▶ YOUR ASSIGNMENT: In the 2017 legislative priorities page, write out the passage starting with "The Office of the Insurance Commissioner (OIC)" and going on through "5124 (leg.wa.gov) (PDF, 20KB)", changing "complaint" to "grievance".

▶ DOCUMENT EXCERPT:

* * *

2017 legislative priorities
Surprise billing (ESHB 2114 "Protecting consumers from charges for out-of-network health services")
Surprise billing happens when a person is treated by a medical provider they believe is in their health plan network, but is not. In this situation, consumers will often be charged an additional amount by the provider over and above expected out-of-pocket costs. This bill would take consumers out of the middle of billing disputes between insurers and providers.
- Complete bill (leg.wa.gov) (PDF, 187KB)
- Bill history (leg.wa.gov)
- March 28th Hearing in the Senate Committee on Health Care at 10:00 AM
Medical privacy (SHB 1043 and SB 5124 "Addressing non-public personal health information")
The Office of the Insurance Commissioner (OIC) routinely receives health care information as part of a consumer’s complaint or during our examinations of insurers. When we receive a public records request, we have no way to withhold this personal and sensitive information. This proposed bill would allow the OIC to protect the privacy of health information we receive.
- Complete bill (leg.wa.gov) (PDF, 20KB)
- Bill history (leg.wa.gov)
- Companion bill SB 5124 (leg.wa.gov) (PDF, 20KB)
- Companion bill history (leg.wa.gov)
Eliminate K-12 study (HB 1042 "Eliminating the Office of the Insurance Commissioner's school district or educational service district annual report")
In 2012, the legislature required every school district in the State of Washington and their insurers to submit annually to our office data about the health plans and benefit packages offered to district employees. Every year, our office is required to prepare and submit a report on this data. This bill would eliminate the requirement to submit data and prepare a report.
Amend small business retirement plan legislation (HB 1850 "The review of investment options to be included in the small business retirement marketplace")
In 2015, the legislature passed a bill creating a small business retirement marketplace regulated by the Department of Commerce. This bill contains a technical correction to make it clear that our agency's role in regulating the small business retirement marketplace is limited to confirming that life insurance or annuity products being sold in the small business retirement marketplace have been approved for sale in Washington state by the OIC.
Surplus line broker licensing (SHB 1027 and SSB 5007 "Addressing surplus line broker licensing")
This proposed legislation requires surplus line brokers to obtain an insurance producer license, except nonresident surplus line brokers who possess a surplus line broker license (or its equivalent) in their home state. Surplus line brokers moving to Washington state have 90 days to apply for a license without having to take the state exam.

* * *

▶ DATA FOR ANALYSIS:
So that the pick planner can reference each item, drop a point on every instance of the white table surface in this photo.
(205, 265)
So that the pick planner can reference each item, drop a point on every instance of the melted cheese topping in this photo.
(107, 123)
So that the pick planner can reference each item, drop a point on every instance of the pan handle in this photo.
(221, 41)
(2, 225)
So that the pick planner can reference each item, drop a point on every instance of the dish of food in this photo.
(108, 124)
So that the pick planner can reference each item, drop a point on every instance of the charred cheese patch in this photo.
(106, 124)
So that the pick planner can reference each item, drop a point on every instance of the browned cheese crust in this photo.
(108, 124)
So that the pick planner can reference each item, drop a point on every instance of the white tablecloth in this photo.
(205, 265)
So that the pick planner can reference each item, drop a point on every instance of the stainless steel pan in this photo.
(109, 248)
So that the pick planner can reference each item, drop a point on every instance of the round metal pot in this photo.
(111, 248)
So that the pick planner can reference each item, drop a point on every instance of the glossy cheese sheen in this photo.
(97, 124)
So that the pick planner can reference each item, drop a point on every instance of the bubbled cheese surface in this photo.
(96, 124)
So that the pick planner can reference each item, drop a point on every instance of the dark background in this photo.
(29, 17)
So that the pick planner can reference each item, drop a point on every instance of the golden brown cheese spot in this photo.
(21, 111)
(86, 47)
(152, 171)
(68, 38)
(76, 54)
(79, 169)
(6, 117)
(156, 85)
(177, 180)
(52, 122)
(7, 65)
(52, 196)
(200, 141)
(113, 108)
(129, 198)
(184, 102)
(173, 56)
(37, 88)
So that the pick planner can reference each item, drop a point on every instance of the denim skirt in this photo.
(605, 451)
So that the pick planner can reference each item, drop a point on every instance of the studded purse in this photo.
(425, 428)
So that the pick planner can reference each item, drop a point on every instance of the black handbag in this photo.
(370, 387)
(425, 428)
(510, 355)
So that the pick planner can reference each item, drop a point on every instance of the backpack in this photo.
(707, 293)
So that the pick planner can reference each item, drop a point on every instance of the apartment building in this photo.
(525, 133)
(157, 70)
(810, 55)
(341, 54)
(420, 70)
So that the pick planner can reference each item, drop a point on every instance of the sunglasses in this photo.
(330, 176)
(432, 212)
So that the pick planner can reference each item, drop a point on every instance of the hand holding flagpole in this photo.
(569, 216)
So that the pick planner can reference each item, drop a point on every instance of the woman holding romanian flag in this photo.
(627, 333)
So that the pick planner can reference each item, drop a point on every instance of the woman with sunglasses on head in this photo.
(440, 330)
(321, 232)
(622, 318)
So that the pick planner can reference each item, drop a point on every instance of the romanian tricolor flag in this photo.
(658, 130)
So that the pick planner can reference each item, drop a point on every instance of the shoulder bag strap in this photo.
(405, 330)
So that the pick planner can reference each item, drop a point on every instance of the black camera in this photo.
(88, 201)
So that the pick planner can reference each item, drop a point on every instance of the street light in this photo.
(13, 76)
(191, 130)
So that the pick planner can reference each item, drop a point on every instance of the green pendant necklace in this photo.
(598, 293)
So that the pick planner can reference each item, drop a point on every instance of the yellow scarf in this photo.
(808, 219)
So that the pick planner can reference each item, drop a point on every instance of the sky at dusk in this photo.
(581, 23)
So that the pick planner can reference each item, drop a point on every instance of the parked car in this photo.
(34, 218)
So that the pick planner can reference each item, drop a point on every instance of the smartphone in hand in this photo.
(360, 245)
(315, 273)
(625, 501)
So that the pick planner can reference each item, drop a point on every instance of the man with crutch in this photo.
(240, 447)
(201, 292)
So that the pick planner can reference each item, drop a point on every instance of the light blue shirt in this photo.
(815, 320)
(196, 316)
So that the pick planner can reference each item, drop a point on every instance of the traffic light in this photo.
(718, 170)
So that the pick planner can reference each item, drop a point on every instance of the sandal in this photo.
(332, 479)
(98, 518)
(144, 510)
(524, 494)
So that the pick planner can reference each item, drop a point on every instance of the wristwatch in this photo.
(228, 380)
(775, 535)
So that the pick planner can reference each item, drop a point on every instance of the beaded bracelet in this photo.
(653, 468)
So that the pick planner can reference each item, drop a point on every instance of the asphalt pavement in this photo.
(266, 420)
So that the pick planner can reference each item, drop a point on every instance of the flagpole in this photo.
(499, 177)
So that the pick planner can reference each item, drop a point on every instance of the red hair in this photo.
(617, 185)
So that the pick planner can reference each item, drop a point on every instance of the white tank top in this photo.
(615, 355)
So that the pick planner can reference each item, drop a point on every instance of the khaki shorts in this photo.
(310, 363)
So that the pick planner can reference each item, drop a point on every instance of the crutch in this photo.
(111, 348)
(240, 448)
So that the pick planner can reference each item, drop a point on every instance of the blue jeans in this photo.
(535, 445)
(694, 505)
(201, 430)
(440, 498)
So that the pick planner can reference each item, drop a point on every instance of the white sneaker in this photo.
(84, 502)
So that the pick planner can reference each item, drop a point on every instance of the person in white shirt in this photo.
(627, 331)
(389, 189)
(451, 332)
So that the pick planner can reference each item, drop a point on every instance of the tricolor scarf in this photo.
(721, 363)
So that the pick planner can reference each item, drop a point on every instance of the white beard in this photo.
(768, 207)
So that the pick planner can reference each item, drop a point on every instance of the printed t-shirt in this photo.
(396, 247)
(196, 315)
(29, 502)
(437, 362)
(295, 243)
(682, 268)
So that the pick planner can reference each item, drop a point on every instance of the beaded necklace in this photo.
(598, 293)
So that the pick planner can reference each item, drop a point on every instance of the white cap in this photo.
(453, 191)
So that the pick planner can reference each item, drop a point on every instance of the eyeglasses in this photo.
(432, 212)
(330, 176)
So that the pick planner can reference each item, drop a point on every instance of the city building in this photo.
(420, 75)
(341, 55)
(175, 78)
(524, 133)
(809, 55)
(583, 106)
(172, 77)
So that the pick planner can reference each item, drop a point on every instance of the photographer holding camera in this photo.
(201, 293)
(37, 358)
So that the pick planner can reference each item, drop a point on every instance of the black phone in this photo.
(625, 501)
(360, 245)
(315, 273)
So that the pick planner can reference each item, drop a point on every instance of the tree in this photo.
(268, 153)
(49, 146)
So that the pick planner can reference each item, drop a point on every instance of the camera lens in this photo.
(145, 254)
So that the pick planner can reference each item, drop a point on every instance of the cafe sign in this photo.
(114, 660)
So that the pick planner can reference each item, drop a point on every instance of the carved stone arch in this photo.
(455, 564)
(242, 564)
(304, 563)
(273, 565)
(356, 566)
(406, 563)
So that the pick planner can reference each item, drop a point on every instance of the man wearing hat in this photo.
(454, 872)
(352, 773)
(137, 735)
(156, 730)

* * *

▶ RESPONSE TO THIS TASK:
The Office of the Insurance Commissioner (OIC) routinely receives health care information as part of a consumer’s grievance or during our examinations of insurers. When we receive a public records request, we have no way to withhold this personal and sensitive information. This proposed bill would allow the OIC to protect the privacy of health information we receive.
- Complete bill (leg.wa.gov) (PDF, 20KB)
- Bill history (leg.wa.gov)
- Companion bill SB 5124 (leg.wa.gov) (PDF, 20KB)